W samym środku Alp
Siedzę w samolocie i oglądam przez okno ośnieżone szczyty Alp. Wracam z trzeciego spotkania członków europejskich zespołów wędrowniczych, które w tym roku odbyło się w Kanderstegu, w Szwajcarii. Przypomina mi się, jak dwa lata temu dość niespodziewanie leciałem właśnie do Kanderstegu. I to o tym ośrodku, a nie o Rovernetach chciałbym dzisiaj napisać.
Był czerwiec, kiedy dość niespodziewanie wpadł mi w ręce dokument zapraszający przedstawiciela ZHP na zjazd stowarzyszenia KISC – Kandersteg International Scout Centre. O ośrodku trochę wiedziałem, głównie tyle, że osoby, które tam były, nie potrafiły przestać o nim mówić. Wspaniały, bajeczny, uroczy. Jako że od dłuższego czasu nie było na zjazdach polskich przedstawicieli, a ja pełniłem zaszczytną funkcję komisarza zagranicznego ZHP, zdecydowałem się tam pojechać.
Kandersteg, jaki pamiętam z czerwca 2006, był zupełnie inny niż ten, który zobaczyłem w tym roku. Czerwiec a kwiecień w Alpach to dwa światy. Przyjechałem wtedy jakoś w nocy, około 2.00. Zalogowałem się do pokoju, owinąłem w prześcieradło i dwa koce (ludzie czemu tylko u nas istnieją kołdry?? ) i poszedłem smacznie spać. Rano obudziłem się, przeciągnąłem, wyjrzałem za okno… i zamarłem. Za oknem, ale nie w oddali, zaraz za oknem, po drugiej stronie drogi ujrzałem gigantyczną górską ścianę, tak wielką, że musiałem wychylić się, żeby zobaczyć jej szczyt. Obróciłem głowę w bok i oczom moim ukazał się widok rodem z reklamy Milki. Aż do tej pory myślałem, że te widoki są generowane komputerowo, ale uwierzcie mi, Kandersteg leży właśnie w takiej okolicy – w środku Alp. Kiedy piszę w środku, mam na myśli W ŚRODKU, nie gdzieś tam z widokiem na Alpy. Ze wszystkich stron otaczają go góry rodem z opakowań czekolady. Prawdziwe Alpy!

- **Wiersze do zadania**
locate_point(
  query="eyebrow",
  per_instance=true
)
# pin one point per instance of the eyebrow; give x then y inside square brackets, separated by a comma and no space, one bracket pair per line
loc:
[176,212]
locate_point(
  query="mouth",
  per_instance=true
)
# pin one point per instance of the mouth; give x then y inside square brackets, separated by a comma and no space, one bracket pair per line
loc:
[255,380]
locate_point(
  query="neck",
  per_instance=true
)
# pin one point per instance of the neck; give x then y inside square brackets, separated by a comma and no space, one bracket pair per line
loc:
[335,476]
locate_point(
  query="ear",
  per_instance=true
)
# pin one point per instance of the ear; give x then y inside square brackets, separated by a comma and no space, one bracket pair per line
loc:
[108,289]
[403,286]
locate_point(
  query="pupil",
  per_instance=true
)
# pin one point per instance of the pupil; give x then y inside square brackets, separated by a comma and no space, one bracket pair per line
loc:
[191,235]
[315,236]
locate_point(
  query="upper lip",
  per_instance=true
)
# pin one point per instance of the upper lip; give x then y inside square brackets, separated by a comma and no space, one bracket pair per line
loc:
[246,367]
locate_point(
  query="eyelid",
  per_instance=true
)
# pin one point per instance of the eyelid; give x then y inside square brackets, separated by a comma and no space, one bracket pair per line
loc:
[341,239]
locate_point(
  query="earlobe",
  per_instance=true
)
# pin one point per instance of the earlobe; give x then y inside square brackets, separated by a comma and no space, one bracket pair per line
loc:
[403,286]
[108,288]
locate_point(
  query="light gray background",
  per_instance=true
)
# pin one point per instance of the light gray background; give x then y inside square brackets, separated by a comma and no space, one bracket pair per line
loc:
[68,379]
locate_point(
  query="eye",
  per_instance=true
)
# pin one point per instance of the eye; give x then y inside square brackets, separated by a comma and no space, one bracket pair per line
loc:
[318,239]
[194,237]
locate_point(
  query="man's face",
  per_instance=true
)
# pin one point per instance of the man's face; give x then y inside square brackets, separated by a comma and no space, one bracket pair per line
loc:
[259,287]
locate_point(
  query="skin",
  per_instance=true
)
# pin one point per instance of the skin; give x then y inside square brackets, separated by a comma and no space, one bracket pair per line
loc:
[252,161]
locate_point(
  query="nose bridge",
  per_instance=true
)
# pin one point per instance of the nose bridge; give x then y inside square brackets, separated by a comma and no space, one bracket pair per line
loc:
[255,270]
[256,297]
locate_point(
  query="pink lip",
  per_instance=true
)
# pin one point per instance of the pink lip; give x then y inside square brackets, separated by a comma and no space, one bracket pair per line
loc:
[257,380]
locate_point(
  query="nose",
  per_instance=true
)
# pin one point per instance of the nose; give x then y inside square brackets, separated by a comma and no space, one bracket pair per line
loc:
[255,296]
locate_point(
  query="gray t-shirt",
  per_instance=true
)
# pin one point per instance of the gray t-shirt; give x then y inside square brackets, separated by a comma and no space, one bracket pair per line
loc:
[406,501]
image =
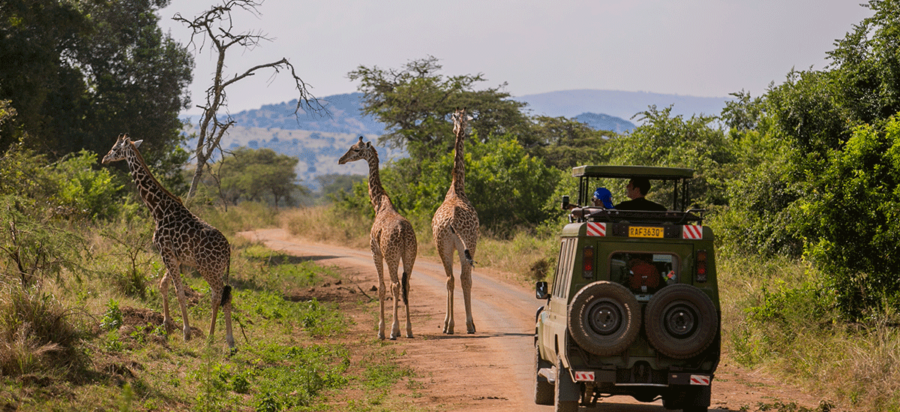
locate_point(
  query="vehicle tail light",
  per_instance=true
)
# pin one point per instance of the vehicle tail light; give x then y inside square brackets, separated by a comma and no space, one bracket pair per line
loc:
[588,265]
[701,266]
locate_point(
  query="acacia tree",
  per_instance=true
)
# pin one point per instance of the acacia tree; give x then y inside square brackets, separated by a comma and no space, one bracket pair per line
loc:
[252,174]
[415,103]
[217,25]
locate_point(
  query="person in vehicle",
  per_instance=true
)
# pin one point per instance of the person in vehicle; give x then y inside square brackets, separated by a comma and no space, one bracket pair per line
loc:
[637,188]
[602,198]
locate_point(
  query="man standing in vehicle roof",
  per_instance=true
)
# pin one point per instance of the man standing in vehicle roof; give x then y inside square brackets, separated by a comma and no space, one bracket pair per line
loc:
[637,188]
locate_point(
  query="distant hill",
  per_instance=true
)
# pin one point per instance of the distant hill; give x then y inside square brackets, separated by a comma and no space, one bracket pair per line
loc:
[318,140]
[343,117]
[605,122]
[625,105]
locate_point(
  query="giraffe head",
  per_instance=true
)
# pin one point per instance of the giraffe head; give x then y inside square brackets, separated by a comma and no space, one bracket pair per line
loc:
[118,151]
[358,151]
[460,121]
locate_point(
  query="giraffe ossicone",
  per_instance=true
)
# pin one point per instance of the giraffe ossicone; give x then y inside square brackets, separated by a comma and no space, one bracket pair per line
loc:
[181,238]
[392,239]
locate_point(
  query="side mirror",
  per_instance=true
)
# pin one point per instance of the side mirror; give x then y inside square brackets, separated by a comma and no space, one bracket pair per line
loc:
[541,291]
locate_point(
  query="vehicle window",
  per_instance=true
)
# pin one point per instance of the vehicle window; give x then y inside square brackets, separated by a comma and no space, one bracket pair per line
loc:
[560,264]
[643,272]
[564,273]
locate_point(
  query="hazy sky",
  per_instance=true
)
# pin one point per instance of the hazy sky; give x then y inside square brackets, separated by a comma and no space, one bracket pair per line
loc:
[703,48]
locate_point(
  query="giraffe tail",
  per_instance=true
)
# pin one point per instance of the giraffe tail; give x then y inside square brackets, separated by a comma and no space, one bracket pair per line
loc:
[226,292]
[404,288]
[464,253]
[226,295]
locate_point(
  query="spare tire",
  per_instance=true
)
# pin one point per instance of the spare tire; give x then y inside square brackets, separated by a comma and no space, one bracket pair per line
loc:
[604,318]
[681,321]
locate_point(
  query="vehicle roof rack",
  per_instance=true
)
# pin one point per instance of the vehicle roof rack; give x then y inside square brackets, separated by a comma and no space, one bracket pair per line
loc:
[599,214]
[650,172]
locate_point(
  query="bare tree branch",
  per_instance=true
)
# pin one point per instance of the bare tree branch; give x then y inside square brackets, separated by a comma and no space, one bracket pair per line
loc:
[216,25]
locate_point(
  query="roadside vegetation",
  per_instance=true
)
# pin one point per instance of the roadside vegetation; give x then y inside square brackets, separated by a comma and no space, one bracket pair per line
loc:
[801,185]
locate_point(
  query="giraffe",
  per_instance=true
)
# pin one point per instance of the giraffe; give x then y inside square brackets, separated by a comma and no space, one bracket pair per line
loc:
[455,226]
[392,239]
[181,239]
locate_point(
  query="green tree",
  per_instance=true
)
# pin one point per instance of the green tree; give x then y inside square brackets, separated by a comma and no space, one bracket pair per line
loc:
[415,104]
[507,186]
[672,141]
[334,183]
[96,69]
[851,217]
[565,143]
[253,174]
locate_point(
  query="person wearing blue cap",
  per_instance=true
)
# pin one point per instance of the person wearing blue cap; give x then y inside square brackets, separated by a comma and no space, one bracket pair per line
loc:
[603,197]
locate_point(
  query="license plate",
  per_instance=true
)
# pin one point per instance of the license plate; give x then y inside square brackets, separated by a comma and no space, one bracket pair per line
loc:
[640,231]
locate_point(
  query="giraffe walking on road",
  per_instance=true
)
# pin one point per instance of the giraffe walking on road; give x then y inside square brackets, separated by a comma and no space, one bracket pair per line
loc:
[392,239]
[182,239]
[455,227]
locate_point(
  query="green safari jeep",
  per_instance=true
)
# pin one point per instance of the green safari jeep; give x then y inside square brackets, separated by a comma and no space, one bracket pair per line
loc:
[634,305]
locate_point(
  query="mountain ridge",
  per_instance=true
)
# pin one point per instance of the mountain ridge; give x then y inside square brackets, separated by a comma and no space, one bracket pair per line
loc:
[318,139]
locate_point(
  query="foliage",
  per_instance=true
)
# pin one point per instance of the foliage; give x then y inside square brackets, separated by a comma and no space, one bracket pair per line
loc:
[851,218]
[506,186]
[96,69]
[90,192]
[255,174]
[36,332]
[334,183]
[566,143]
[667,141]
[112,318]
[415,104]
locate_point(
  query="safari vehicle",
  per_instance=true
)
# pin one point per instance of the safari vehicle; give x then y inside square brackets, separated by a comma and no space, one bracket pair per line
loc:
[634,306]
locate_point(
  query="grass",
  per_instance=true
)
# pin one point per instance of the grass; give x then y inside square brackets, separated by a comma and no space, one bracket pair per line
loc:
[774,319]
[87,332]
[89,335]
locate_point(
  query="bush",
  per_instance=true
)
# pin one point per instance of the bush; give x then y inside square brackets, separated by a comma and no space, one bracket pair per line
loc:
[36,333]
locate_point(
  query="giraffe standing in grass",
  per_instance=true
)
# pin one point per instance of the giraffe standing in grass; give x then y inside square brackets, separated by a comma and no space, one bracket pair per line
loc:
[392,239]
[182,239]
[455,227]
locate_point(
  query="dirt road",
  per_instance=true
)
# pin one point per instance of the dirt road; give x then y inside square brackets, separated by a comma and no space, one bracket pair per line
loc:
[491,370]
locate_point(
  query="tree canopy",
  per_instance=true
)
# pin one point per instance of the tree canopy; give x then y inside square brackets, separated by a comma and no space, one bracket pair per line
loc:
[415,104]
[95,69]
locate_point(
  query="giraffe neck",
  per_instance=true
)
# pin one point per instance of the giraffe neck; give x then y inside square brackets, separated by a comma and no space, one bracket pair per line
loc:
[377,195]
[458,182]
[156,197]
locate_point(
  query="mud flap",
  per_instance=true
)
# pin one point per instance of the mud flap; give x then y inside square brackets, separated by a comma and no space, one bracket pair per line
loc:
[567,388]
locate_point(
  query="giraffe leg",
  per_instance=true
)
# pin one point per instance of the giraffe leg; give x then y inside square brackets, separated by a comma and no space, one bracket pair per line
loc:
[408,262]
[173,271]
[164,294]
[216,301]
[465,278]
[226,312]
[393,262]
[179,290]
[377,256]
[446,252]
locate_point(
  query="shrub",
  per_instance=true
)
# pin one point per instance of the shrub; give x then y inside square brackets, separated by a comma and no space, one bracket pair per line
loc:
[36,333]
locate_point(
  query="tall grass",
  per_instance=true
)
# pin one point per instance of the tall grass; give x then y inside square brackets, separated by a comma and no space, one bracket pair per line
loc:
[776,318]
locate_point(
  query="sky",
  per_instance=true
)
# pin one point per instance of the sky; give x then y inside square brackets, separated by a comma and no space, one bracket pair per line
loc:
[707,48]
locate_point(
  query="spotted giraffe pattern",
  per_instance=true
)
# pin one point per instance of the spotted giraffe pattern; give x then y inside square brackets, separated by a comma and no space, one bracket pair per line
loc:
[455,227]
[181,239]
[392,239]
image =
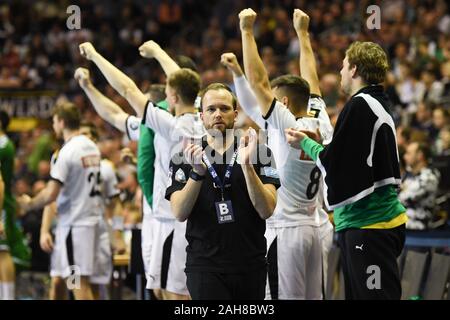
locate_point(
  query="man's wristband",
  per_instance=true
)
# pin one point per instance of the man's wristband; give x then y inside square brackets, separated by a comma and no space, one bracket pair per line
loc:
[195,176]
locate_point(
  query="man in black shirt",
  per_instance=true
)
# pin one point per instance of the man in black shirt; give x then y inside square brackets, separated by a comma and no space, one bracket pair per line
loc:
[225,192]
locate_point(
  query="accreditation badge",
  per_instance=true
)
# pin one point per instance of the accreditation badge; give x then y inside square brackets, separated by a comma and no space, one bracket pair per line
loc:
[224,211]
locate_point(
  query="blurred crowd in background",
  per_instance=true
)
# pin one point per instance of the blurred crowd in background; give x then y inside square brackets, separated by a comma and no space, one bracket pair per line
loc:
[39,52]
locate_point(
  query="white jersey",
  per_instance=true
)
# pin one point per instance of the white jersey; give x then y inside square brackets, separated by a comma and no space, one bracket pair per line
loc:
[299,196]
[132,126]
[169,134]
[77,167]
[109,181]
[298,201]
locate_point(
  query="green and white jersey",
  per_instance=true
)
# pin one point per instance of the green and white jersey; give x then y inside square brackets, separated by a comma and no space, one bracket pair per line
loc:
[136,131]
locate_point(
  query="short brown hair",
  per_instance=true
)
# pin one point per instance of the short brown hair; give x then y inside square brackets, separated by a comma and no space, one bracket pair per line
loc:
[69,113]
[157,92]
[295,88]
[186,83]
[216,86]
[370,60]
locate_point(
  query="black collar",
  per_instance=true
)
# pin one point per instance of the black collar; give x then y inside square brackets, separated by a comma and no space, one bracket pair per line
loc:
[370,89]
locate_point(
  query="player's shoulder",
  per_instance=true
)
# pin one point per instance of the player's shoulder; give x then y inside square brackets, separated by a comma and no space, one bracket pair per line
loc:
[107,164]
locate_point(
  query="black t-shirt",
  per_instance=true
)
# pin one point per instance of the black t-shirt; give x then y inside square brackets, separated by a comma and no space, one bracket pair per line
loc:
[233,247]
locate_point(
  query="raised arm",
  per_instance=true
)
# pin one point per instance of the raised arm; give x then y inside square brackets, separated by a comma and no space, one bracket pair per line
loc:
[244,93]
[150,49]
[45,238]
[308,68]
[43,198]
[116,78]
[105,107]
[253,65]
[262,196]
[182,201]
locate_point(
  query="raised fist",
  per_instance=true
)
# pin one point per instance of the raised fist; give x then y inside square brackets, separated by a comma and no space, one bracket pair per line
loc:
[82,76]
[149,49]
[87,50]
[247,19]
[301,20]
[229,60]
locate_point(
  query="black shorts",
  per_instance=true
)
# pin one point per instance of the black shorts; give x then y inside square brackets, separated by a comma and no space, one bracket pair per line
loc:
[223,286]
[369,262]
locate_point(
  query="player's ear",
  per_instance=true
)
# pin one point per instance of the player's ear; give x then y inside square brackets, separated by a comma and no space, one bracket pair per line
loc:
[353,72]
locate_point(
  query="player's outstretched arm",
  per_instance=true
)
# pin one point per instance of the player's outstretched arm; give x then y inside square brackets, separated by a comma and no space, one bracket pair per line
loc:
[116,78]
[43,198]
[182,201]
[105,107]
[263,196]
[244,93]
[150,49]
[308,68]
[253,65]
[45,237]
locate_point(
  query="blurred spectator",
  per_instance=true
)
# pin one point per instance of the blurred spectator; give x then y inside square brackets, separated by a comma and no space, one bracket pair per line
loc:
[419,187]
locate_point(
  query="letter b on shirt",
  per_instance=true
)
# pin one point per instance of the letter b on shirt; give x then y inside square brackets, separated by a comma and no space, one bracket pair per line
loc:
[223,209]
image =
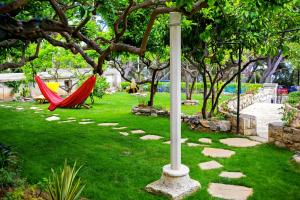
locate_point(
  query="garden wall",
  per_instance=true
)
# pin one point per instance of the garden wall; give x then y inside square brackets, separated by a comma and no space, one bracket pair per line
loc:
[284,136]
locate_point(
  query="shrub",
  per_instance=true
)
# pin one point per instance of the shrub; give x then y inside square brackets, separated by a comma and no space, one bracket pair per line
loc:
[100,87]
[294,98]
[65,185]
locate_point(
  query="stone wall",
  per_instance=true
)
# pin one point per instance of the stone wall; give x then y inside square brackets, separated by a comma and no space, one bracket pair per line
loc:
[246,100]
[284,136]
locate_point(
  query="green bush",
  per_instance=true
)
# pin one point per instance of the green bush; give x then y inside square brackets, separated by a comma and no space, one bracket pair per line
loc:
[65,185]
[294,98]
[100,87]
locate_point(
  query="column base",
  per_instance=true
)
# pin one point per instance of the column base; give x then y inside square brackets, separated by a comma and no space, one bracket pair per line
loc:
[175,184]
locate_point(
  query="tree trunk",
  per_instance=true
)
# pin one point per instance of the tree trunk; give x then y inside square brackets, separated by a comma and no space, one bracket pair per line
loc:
[204,104]
[272,65]
[153,89]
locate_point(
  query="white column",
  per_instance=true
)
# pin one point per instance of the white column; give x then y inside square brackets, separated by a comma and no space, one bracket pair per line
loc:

- **Zadanie A**
Jak rozwija się skrót KISC podany w treści dokumentu?
- **Zadanie B**
Policz, proszę, w ilu wierszach występuje słowo „distant”. Podaj samą liczbę.

- **Odpowiedź pisemna A**
Kandersteg International Scout Centre.

- **Odpowiedź pisemna B**
2